SOURCE MATERIAL Block Start

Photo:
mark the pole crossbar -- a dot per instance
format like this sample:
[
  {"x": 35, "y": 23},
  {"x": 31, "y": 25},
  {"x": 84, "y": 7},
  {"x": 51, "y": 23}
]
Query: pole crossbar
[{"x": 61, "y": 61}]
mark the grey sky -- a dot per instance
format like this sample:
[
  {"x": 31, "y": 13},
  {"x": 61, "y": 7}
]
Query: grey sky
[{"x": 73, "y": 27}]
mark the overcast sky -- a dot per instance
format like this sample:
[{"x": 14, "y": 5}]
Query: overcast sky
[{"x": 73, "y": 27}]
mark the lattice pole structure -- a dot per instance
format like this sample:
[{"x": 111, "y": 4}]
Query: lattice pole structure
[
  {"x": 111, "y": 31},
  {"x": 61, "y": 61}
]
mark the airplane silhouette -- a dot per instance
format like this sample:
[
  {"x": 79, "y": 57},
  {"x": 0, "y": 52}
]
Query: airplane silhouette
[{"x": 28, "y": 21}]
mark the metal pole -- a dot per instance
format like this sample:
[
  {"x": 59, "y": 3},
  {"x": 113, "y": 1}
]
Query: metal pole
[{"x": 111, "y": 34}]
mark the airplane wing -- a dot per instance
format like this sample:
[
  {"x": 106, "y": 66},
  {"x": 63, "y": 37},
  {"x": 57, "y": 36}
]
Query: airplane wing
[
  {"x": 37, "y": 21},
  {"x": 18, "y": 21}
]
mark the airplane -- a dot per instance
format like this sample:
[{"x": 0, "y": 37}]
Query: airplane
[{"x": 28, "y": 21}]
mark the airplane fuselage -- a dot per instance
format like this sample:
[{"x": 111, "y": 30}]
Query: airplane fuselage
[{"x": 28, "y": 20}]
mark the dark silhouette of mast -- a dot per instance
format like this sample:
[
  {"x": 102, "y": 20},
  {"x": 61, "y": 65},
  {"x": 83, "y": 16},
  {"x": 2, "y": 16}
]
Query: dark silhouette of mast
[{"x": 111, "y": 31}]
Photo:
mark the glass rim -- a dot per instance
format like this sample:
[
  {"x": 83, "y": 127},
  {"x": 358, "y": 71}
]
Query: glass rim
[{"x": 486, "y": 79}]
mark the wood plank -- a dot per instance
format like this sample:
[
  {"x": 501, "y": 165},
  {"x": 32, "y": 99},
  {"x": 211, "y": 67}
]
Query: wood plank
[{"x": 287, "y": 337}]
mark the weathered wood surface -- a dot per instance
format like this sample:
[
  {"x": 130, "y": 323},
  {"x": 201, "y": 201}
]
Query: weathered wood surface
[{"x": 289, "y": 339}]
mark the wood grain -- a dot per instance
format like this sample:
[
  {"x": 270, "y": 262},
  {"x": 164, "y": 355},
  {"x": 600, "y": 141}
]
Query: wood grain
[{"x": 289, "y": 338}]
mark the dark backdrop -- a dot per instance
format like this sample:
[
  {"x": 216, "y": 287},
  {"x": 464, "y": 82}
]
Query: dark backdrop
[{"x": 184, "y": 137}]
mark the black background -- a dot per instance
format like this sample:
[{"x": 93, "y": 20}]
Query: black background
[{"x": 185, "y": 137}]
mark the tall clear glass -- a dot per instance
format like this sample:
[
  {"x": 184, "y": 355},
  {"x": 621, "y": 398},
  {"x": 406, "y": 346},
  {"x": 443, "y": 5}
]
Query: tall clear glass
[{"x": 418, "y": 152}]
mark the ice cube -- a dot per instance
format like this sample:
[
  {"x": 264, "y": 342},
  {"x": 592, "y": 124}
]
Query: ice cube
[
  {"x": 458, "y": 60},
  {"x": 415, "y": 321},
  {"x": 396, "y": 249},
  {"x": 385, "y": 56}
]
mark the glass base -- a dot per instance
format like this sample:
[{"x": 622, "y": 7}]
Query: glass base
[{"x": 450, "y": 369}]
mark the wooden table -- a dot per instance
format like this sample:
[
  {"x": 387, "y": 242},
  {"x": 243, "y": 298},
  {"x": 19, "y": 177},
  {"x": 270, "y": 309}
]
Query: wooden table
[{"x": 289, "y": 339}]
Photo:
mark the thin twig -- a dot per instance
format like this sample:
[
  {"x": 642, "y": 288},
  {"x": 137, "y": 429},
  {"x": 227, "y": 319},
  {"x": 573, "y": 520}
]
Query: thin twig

SOURCE MATERIAL Block End

## WORK TO BE COMPLETED
Copy all the lines from the data above that hold the word "twig".

## EXERCISE SOLUTION
mark the thin twig -- a dot per instance
Query: thin twig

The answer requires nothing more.